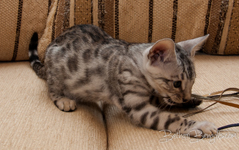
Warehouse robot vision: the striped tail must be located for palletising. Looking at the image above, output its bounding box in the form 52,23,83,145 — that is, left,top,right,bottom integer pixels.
29,32,46,79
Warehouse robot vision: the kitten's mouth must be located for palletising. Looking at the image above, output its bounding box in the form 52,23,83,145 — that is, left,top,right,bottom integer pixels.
164,97,177,106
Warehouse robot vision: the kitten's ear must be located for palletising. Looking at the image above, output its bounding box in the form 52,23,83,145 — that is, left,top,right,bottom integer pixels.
177,34,209,57
148,39,176,65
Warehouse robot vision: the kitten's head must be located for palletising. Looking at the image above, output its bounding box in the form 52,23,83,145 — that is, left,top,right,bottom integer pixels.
144,35,209,105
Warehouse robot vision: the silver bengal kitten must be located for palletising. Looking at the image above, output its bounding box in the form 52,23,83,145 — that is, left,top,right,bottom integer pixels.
29,25,217,137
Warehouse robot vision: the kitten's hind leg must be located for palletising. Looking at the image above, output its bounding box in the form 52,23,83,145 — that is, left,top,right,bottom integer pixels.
50,92,76,112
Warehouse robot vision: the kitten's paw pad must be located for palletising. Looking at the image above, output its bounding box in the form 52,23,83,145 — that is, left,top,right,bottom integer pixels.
55,98,76,112
185,121,218,138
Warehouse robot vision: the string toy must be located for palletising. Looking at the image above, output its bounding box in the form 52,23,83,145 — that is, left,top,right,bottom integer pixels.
183,88,239,130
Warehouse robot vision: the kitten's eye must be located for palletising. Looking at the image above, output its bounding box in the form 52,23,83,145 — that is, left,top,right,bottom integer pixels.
173,81,182,88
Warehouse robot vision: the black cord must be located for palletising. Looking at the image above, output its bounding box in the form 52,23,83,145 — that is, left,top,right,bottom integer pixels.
218,123,239,130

Your goal: Copy the listing above word for word, leaving out the pictures.

Complete output:
Warehouse robot vision: the striped tail must be located for palletising. Looking at the image above, output its bounding box in the form 52,23,83,145 — that is, left,top,right,bottom integer pixels.
29,32,46,79
Warehouse robot vision: the kitten's mouth must be located for palletising. Looking at the image above, output its bounding box in the form 52,23,83,145 — that is, left,top,right,bottom integer pixels.
164,97,177,106
Warehouse robot vision: the kitten's ear must be located for palletising. Looking at the image above, output its bounding box in the form 52,23,83,145 — that is, left,top,right,bottom integer pixels.
177,34,209,57
148,39,176,65
Warehouse robot vision: the kitten's head must be located for palletising. Looking at the image above, output its bounding box in the form 52,23,83,145 — that is, left,top,right,bottom integer pixels.
144,35,209,105
Warehouse robot vision: the silver bengal kitten must be located for palletising. Looking at the image above, output its bounding box in the form 52,23,83,145 — that is, left,top,right,bottom integer pixels.
29,25,217,137
Warehouse robot vision: the kitten's hind leg must be located for palletising. Looking at the image above, output its bounding box in the form 52,23,83,145 — that is, left,top,right,bottom integer pixels.
50,92,76,112
Warehouse robot vision: the kitten's paw pad must be located for palletising. Looking at the image above, output its bounding box in the form 52,23,83,145 — that is, left,top,right,bottom integer pixels.
55,98,76,112
185,121,218,138
Warehouse robot vision: the string toy must be located for palletising. Looking at the image above, output its bounding box in the form 52,23,83,145 — that is, left,top,right,bottom integer pixels.
183,88,239,130
Warehouse robot vision: the kitten's eye must be located for palletising. Looking at the image above, output its bounding box in the form 52,23,83,145 — that is, left,top,right,bottom integer pixels.
173,81,182,88
Warehouse robot vision: the black cord must be located for palletising. Looking at the image above, output its bounding box in the form 52,23,83,145 — that is, left,top,right,bottom integer pixels.
218,123,239,130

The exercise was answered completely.